--- START OF Document passage ---

# Any new Hot and Cold Sillcocks?



## ibeplumber (Sep 20, 2011)

Have the Moen H&C Sillcocks been discontinued? Are there any good ones out there? We have a Woodford at out shop that is always having issues. I want to put one in my garage and was interested in the Moen single handle, but don't think it's available anymore.


----------



## Nevada Plumber (Jan 3, 2009)

Moen discontinued their line of sillcocks at the start of the year.


----------



## red_devil (Mar 23, 2011)

I have a moen one in my place. Was there issues? Other than the fact of getting parts if I need them now?


----------



## ibeplumber (Sep 20, 2011)

red_devil said:


> I have a moen one in my place. Was there issues? Other than the fact of getting parts if I need them now?


I called Moen today, they have discontinued the line of Sillcocks. Stems/cart. Are still avail.

Have you noticed the reduced flow rate? How do you like it? I thought they were great. I hope they redesign them and bring them back, there's noting like them on the market.


----------



## johntheplumber (Feb 11, 2013)

Arrowhead makes quite a few of them.


----------



## DUNBAR PLUMBING (Sep 11, 2008)

--- END OF Document passage ---
--- START OF Stored data ---

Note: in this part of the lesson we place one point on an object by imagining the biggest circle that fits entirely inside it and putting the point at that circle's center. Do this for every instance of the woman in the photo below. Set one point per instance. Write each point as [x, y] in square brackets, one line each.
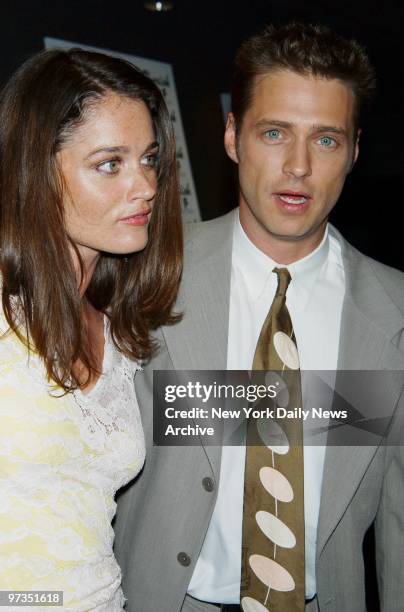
[90, 253]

--- END OF Stored data ---

Problem to work on: Can you write the next part of the forum thread about hot and cold sillcocks, starting right after its last line?

The output:
ibeplumber said:


> I *called Moen today*, *they have discontinued* the line of Sillcocks. Stems/cart. Are still avail.


 

The story of Moen in a F-ing nutshell, see the above bold print. They got Delta beat by a country mile on looks/style/finish.... but their products are overengineered, way overengineered and ridiculous when one moment it's being sold, next moment it's discontinued like 439,000 other products they sold.

I've only seen one of those hot/cold moen outdoor faucets. Woodford leads the majority, on residential and mostly commercial.


----------



## Titletownplumbr (Feb 16, 2011)

DUNBAR PLUMBING said:


> The story of Moen in a F-ing nutshell, see the above bold print. *They got Delta beat by a country mile on looks/style/finish.... but their products are overengineered, way overengineered* and ridiculous when one moment it's being sold, next moment it's discontinued like 439,000 other products they sold.
> 
> I've only seen one of those hot/cold moen outdoor faucets. Woodford leads the majority, on residential and mostly commercial.


That is so untrue. I've had more problems with Moen products in the last 15 years than I've had with Delta. The most important part, Delta's customer service blows Moen out of the water, no comparison whatsoever.


----------



## red_devil (Mar 23, 2011)

ya now that you mention it there is a lack of pressure. never noticed. I just use it to wash my dog or possibly my baby (aka my truck).


----------



## Pipecommandor (Apr 18, 2011)

I hate everything Moen.... Delta all the way !!


----------



## theplumbinator (Sep 6, 2012)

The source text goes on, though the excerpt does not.